▸ **Excerpted passage**
Philip "The Stick" Kovolick [Kovalick] (September 2, 1908 – April 1971?), also known as Joseph Farvel, was a New York mobster and a longtime associate of labor racketeer Louis Buchalter. He was one of the closest associates of Meyer Lansky, and assisted Meyer and his brother Jake Lansky in operating the Mob's Hallandale Florida casinos, including the plush "rug joint" the Colonial Inn.

Capture and arrest
He was arrested at a restaurant in Little Italy, Manhattan, and charged with "consorting with known criminals for unlawful purposes" in 1965.

Kovolick fled New York to avoid an indictment to appear before a Manhattan grand jury investigating illegal gambling, bribery and corruption. Authorities were attempting to extradite him back to New York before his disappearance, as assistant district attorney Samuel S. Yasgur filed an affidavit in Miami in February 1971.

The body of Philip Kovolick was found sealed in a steel drum at the bottom of a rock pit in Hallandale, Florida on April 28, 1971, after disappearing on April 7, 1971. Police charged 36-year-old John Alvin Baxter with first degree murder, and he was sentenced to death. Eventually the sentence was commuted to life imprisonment.

Further reading
Cohen, Rich. Tough Jews: Fathers, Sons, and Gangster Dreams. New York: Simon & Schuster, 1998.

▸ **Entries provided**
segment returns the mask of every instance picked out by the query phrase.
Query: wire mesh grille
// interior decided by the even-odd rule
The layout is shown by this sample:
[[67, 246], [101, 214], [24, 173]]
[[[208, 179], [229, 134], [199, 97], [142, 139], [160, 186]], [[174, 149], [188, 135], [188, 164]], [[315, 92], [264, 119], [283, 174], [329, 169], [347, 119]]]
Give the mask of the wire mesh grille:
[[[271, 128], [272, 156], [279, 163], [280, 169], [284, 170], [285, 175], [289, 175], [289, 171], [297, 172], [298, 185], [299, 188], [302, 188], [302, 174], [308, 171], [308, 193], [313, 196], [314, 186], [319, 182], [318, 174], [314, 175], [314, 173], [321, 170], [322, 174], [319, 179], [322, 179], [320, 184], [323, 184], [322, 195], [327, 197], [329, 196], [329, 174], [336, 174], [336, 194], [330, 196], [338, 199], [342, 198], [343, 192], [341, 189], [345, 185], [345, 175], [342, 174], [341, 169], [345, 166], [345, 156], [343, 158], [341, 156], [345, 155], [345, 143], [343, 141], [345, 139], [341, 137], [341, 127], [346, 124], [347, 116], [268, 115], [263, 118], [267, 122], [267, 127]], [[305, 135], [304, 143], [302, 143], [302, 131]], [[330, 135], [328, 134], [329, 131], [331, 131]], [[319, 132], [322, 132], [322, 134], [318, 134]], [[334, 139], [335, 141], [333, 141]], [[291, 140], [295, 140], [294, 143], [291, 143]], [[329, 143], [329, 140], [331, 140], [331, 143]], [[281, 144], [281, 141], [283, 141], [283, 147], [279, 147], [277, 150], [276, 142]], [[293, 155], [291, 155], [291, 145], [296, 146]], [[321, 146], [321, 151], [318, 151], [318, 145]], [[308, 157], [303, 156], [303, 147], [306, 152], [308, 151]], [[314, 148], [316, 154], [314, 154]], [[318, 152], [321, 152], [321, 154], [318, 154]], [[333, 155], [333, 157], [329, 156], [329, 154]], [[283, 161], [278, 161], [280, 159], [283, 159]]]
* * *
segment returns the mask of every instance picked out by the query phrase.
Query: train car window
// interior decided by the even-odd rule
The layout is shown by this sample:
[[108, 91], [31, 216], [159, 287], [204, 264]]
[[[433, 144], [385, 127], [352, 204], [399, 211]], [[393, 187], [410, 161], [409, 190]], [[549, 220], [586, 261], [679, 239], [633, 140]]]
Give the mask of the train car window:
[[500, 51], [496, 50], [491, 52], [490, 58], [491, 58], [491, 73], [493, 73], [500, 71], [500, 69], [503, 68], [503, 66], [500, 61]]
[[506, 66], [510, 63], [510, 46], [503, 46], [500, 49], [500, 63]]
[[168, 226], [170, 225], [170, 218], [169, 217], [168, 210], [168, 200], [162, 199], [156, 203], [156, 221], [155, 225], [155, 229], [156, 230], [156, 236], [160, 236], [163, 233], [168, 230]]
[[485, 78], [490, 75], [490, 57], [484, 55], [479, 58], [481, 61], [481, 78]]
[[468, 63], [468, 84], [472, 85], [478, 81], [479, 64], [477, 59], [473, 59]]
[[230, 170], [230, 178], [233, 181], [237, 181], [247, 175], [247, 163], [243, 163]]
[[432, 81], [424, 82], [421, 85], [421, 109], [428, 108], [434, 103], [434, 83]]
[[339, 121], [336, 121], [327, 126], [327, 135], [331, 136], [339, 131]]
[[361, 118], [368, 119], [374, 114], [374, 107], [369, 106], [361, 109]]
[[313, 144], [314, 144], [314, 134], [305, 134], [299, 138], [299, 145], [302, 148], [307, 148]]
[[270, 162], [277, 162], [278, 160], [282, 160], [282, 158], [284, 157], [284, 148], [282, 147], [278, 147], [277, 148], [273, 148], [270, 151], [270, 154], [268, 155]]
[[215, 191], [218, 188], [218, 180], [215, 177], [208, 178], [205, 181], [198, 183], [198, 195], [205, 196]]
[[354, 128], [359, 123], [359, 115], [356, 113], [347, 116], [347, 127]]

▸ **What to work on**
Say whether each statement agrees with the text on Philip Kovolick, answering yes or no and quoting the deciding words of the text exactly. (a) Kovolick was arrested in Little Italy, Manhattan, in 1965. (b) His body was found in a steel drum in Miami. (c) John Alvin Baxter was executed for the murder.

▸ **Response**
(a) Yes: "He was arrested at a restaurant in Little Italy, Manhattan, and charged with "consorting with known criminals for unlawful purposes" in 1965."
(b) No: "found sealed in a steel drum at the bottom of a rock pit in Hallandale, Florida"
(c) No: "Eventually the sentence was commuted to life imprisonment."